◆ Exercise material
────────────────────
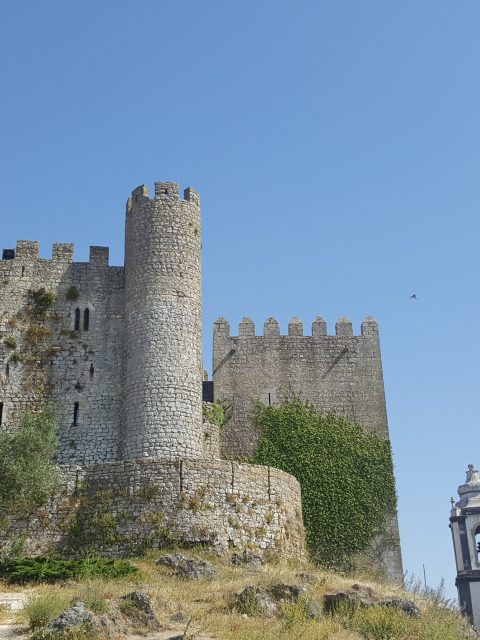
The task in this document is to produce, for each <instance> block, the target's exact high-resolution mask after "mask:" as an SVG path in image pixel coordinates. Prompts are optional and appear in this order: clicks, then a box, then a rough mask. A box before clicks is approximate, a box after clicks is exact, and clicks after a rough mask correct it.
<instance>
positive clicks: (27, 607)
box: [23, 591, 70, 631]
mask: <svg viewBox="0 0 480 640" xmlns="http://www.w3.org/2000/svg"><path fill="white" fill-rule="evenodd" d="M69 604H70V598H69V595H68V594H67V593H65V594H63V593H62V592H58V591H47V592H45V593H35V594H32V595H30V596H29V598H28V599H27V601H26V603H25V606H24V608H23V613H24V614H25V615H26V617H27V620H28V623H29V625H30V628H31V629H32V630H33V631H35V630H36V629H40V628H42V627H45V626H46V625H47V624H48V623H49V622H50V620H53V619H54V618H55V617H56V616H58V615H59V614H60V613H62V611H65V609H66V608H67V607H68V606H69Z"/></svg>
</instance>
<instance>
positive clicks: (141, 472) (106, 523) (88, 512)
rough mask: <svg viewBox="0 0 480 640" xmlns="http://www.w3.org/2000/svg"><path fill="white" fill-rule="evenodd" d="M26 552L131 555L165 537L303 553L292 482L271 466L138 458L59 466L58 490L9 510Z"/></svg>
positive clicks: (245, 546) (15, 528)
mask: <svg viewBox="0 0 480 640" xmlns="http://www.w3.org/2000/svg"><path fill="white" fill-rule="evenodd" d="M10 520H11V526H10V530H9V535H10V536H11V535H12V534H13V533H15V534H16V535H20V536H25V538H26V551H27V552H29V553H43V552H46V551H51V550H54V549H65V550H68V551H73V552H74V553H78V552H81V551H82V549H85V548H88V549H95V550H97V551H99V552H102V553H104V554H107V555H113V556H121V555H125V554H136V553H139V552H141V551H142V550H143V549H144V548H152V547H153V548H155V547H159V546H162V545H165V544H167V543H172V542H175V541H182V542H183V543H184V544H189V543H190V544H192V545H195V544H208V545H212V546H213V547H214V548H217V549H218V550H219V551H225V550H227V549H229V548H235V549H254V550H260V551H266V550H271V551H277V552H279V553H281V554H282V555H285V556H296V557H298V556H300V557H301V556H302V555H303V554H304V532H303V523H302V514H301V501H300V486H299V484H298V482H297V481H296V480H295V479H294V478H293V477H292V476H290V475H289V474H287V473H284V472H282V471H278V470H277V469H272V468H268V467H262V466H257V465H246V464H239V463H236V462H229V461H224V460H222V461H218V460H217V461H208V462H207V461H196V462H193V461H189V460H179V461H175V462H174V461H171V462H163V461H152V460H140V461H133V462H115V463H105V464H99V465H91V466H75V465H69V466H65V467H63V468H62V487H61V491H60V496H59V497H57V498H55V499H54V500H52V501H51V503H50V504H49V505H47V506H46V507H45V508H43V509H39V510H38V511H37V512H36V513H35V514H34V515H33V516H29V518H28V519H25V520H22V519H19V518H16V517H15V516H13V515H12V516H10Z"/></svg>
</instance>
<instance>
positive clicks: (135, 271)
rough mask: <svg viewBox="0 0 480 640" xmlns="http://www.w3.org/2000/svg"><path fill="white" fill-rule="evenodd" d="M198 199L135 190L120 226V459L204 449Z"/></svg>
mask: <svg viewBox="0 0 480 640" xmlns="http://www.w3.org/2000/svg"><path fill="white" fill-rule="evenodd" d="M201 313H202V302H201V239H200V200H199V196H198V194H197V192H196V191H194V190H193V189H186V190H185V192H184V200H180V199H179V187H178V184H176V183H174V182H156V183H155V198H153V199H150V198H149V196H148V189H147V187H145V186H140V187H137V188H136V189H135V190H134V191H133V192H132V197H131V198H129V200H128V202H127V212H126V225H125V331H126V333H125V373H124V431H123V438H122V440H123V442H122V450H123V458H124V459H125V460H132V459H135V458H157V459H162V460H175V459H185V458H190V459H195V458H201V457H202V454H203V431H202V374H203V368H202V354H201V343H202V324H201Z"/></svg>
────────────────────
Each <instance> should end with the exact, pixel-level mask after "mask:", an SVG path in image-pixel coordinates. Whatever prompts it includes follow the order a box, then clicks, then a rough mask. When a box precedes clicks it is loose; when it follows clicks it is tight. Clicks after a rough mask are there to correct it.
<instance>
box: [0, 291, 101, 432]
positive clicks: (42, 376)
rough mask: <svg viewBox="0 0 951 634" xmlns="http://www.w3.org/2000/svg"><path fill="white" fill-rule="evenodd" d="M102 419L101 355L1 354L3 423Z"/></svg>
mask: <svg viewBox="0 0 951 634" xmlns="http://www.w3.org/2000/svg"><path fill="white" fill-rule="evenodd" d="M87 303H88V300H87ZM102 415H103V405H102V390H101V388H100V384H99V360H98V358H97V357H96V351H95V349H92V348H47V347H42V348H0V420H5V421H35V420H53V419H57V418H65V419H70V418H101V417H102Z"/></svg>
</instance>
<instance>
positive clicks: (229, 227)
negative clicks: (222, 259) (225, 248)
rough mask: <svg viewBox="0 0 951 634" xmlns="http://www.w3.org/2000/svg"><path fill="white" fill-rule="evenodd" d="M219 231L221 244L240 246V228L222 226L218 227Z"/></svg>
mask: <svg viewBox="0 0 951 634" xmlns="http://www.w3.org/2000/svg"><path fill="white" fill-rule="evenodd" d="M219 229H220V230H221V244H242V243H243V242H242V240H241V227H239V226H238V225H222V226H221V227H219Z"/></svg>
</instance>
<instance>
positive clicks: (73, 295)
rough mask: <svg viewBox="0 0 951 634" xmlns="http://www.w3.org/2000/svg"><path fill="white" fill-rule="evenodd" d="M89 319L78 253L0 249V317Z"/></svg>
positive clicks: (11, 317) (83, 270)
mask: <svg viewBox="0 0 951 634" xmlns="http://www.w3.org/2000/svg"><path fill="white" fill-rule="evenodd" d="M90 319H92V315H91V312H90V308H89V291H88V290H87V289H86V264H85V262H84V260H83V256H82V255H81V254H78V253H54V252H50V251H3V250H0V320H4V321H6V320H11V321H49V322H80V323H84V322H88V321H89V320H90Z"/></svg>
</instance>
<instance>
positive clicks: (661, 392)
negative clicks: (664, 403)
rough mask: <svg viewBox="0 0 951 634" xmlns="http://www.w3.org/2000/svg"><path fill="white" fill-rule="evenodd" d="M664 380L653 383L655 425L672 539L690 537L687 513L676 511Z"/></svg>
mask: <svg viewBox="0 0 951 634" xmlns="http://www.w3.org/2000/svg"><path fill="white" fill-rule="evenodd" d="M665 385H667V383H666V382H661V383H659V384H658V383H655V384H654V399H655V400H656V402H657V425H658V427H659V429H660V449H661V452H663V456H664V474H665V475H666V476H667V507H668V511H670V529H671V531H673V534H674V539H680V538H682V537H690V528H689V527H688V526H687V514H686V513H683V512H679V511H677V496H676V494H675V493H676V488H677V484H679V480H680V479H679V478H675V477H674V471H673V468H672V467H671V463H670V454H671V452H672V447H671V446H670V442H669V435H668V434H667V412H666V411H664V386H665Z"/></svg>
────────────────────
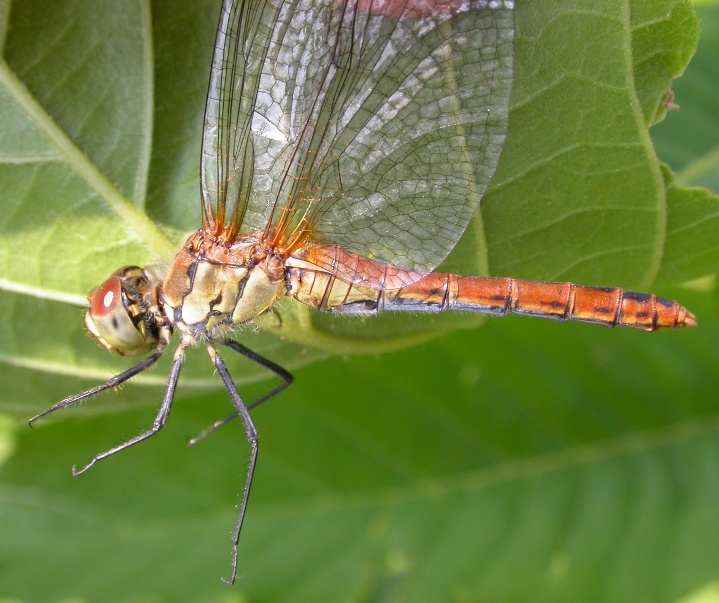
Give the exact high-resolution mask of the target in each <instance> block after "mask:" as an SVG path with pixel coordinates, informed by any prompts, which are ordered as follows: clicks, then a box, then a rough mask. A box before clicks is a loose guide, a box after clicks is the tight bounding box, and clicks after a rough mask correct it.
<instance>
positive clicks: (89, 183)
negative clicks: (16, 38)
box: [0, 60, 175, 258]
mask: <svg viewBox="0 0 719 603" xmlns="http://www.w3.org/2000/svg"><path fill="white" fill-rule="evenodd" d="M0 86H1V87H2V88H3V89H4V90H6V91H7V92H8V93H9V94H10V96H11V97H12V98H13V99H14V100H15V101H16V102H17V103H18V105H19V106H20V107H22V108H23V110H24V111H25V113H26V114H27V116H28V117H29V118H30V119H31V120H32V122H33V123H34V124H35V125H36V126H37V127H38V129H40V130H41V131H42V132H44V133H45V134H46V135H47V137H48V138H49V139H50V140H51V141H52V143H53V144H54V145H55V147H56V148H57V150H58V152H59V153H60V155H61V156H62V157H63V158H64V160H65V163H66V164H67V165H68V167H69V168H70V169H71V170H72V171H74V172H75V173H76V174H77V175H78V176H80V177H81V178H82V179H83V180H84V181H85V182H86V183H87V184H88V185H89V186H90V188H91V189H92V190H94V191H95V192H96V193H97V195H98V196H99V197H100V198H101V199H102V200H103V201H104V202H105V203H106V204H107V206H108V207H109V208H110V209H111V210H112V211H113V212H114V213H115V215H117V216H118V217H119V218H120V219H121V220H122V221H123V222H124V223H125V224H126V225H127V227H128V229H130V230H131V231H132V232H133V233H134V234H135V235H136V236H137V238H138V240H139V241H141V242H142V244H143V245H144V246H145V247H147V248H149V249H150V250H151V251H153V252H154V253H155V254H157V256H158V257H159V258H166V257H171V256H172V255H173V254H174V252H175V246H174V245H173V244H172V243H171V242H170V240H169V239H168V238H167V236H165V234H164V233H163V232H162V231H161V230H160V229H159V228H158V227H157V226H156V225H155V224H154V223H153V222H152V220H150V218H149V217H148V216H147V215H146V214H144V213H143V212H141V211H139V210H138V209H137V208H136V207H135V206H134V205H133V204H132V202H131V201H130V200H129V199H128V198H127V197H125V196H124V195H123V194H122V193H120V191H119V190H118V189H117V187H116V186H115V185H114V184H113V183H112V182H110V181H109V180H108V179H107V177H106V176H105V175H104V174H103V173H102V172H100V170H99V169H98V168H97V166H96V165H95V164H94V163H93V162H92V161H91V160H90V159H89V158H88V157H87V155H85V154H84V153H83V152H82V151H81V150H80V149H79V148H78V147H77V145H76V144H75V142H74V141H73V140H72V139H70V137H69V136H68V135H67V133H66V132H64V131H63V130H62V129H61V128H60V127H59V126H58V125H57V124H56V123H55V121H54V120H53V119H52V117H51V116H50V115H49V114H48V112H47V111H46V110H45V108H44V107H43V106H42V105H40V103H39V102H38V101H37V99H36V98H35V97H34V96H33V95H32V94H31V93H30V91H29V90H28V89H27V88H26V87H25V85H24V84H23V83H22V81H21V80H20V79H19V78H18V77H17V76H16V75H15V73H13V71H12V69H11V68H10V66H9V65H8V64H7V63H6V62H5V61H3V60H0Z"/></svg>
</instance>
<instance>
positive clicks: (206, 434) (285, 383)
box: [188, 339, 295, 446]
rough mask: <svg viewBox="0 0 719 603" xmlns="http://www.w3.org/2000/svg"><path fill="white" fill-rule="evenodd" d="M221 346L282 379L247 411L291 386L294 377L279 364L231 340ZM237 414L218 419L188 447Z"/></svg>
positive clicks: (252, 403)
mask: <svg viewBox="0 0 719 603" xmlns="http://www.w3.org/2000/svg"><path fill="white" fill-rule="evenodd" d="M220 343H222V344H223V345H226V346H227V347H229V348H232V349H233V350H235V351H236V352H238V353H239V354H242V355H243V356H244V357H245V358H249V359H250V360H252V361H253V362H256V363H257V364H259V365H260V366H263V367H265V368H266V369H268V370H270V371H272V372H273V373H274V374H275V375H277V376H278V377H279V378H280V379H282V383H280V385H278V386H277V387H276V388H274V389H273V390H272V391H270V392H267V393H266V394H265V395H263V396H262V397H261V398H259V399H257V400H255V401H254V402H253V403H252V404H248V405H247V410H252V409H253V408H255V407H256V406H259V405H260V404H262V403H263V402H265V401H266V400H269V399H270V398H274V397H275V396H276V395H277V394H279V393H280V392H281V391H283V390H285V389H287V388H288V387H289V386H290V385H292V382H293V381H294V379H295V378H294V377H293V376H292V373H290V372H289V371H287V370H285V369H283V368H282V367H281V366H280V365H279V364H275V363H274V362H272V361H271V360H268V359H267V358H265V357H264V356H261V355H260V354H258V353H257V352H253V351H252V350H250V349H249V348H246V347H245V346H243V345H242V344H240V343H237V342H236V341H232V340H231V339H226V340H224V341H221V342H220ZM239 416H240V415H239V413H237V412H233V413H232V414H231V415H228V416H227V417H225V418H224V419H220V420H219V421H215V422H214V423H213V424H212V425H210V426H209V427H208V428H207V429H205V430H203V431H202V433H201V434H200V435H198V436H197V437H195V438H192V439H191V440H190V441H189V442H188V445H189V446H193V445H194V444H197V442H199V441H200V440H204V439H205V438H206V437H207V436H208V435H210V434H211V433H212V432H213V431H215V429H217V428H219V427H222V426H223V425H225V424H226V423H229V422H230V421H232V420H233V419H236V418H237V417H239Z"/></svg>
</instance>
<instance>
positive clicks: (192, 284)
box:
────────────────────
◆ Instructions to follow
Look back at the entries above and repeat, unchanged, every line from the line holding "Give the exact" through the line holding "negative clicks: (16, 38)".

◆ Written answer
Give the exact high-resolution mask of the target in each <instance> block after "mask:" as an SVG path with pixel coordinates, informed by any prompts, which are ordered as follows: clicks, then a box, then a rough mask. A box before clicks is a loose guide, a box after clicks is the tight bounding box, and clicks after a rough mask correct it.
<instance>
positive clicks: (89, 183)
negative clicks: (16, 38)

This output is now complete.